= WHAT IS EXPECTED =
Please write out the listing again, keeping every character the same.

= RECORDED DATA =
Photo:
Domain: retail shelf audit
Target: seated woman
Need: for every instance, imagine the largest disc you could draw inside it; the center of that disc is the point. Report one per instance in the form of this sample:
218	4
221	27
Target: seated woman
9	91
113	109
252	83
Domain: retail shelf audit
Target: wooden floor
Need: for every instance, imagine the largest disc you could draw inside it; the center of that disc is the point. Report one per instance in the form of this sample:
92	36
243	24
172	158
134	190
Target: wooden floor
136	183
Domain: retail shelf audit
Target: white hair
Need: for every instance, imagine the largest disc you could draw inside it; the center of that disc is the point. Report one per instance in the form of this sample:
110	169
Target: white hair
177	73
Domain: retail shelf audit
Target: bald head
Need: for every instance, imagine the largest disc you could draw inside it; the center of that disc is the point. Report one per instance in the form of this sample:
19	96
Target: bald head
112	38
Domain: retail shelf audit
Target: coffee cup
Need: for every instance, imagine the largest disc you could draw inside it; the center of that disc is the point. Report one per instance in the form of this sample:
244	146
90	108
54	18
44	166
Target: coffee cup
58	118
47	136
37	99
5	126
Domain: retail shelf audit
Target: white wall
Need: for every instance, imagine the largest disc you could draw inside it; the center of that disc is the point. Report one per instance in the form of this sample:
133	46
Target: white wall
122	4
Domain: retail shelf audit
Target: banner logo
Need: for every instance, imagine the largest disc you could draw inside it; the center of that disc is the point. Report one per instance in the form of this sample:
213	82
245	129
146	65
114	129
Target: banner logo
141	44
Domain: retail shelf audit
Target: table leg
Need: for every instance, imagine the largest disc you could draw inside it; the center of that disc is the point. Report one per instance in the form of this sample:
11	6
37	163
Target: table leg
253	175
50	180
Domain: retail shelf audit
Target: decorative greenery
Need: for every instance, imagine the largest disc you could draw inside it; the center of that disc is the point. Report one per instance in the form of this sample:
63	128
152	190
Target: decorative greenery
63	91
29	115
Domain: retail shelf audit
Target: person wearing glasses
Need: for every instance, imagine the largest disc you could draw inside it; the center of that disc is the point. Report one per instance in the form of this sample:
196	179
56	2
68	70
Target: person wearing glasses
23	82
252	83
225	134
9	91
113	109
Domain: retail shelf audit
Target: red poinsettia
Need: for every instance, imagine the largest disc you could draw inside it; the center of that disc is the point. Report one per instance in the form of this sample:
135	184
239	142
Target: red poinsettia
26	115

= TASK ANSWER =
Photo:
Domain: retail shelf audit
Target: seated woman
Need: for every instance, imagine the largest disc you could draw inside it; the center of that disc is the point. Report one per instance in the form of this sample:
218	4
221	27
Target: seated woman
9	91
113	109
252	83
Domain: retail shelf audit
Target: wooden floor
Need: for every instance, imagine the largest disc you could draw inside it; the center of that disc is the point. Report one per instance in the form of this sample:
92	36
243	24
172	158
134	190
Target: wooden floor
136	183
Domain: retail shelf audit
Target: white hair
Need: for every instance, imagine the largest disc you could draw inside it; the center of that disc is the point. Report one per instance in the form of this sample:
110	169
Target: white hair
177	73
Domain: retail shelf audit
Target: bald head
Need: for every instance, imagine the largest disc you could draw inside it; the center of that disc is the point. Report one per instance in the form of this sample:
19	96
Target: bald head
112	38
Domain: retail shelf audit
Target: coffee cup
Need: for every instance, imagine the largest disc you could draw inside it; the center of that disc is the point. Report one per instance in the form of this sample:
244	146
90	108
54	18
44	166
Target: coffee cup
58	118
47	136
37	99
5	126
Domain: retail shelf audit
Target: white wall
Need: for every instance, imagine the largest disc you could draw inside it; the center of that disc is the point. Report one per instance in the form of this sample:
133	46
Target: white wall
122	4
Domain: retail shelf audit
Target: banner logo
Need: for every instance, imagine the largest disc you could draw inside it; the center of that disc is the point. Report one per instance in the form of this sample:
213	82
245	129
146	65
114	129
Target: banner logo
141	44
Domain: retail shelf audit
Target: table leg
Need: for every instance, imagine the largest disc you could draw inside it; the center of that disc is the point. Report one per instance in the form of this sample:
11	6
37	163
Target: table leg
253	175
50	180
Domain: retail shelf audit
Target: decorative greenery
Need: for every instance, imagine the largest disc you could draw inside it; the center of that disc is the point. Report one per instance in the form of this sample:
63	128
152	190
Target: decorative greenery
63	91
29	115
Domain: retail shelf audit
Target: person wearing glasses
Need: for every instance, imagine the largest disc you could draw inside it; the center of that disc is the point. Report one per instance in the form of this sample:
196	179
56	2
68	70
Target: person wearing glasses
23	82
252	83
225	134
9	91
113	109
Domain: retail shelf audit
Target: red poinsettia
Need: for every instance, imagine the largest disc you could draw inside it; the center of that disc is the point. Report one per instance in the form of this sample:
135	184
239	142
Target: red poinsettia
26	115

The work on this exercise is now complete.